Quoted passage
>>>>>

We moved to New York City because we both decided that we wanted to, as a couple, as a family. Although my previous employer transferred me to a position in the city, the new position was underpaid and much more stressful. When we looked at childcare options, my whole paycheck would have covered a nanny or reputable day care, and the job was making me feel like a crazy person, and I didn't have time work on my thesis. So we decided together that it made more sense for me to stay at home. And, when Ian's two or three years are done at Columbia, we're going to find a place to move where I can pursue my doctorate and he can teach. (See what I mean though? I constantly feel like I have to justify what I do, because of these negative stereotypes about what it means to be a stay at home parent.)

First night not in her co-sleeper - seems healthy enough!
If you’re an attachment parenting mother, what challenges if any does this pose for your feminism and how have you resolved them?

Attachment parenting is interesting in that it really divides feminists into two camps. On one hand, there is something really beautiful about breastfeeding, co-sleeping, baby-wearing, and the environmental, physical aspects of attachment parenting that mirrors the relationship humans have with the earth (and some would argue, that great female spirit that is a life source).

<<<<<

Excerpted data
>>>>>

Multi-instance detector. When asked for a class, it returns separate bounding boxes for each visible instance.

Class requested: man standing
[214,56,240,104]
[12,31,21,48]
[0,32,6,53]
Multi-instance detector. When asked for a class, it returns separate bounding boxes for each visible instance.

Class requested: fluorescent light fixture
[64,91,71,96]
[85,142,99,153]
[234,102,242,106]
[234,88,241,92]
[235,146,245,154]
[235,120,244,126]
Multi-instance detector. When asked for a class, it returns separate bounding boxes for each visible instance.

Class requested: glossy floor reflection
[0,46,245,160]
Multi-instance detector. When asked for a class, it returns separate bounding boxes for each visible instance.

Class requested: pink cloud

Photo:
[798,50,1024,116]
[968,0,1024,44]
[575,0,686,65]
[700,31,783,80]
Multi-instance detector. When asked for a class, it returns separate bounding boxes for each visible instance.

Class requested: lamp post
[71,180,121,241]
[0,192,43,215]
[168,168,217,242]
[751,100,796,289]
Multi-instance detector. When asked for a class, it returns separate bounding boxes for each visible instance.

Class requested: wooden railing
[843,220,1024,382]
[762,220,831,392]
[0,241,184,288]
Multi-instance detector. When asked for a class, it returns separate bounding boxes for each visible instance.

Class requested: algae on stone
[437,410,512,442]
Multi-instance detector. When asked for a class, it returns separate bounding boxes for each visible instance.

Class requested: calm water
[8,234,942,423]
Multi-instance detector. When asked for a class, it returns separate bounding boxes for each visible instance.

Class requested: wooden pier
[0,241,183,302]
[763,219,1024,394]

<<<<<

To do
• 1. In the parenting essay, where is Ian spending two or three years?
• 2. Print the section of the parenting essay that begins at the words "We moved to" and stops after "seems healthy enough!".

Answers
• 1. At Columbia.

• 2.
We moved to New York City because we both decided that we wanted to, as a couple, as a family. Although my previous employer transferred me to a position in the city, the new position was underpaid and much more stressful. When we looked at childcare options, my whole paycheck would have covered a nanny or reputable day care, and the job was making me feel like a crazy person, and I didn't have time work on my thesis. So we decided together that it made more sense for me to stay at home. And, when Ian's two or three years are done at Columbia, we're going to find a place to move where I can pursue my doctorate and he can teach. (See what I mean though? I constantly feel like I have to justify what I do, because of these negative stereotypes about what it means to be a stay at home parent.)

First night not in her co-sleeper - seems healthy enough!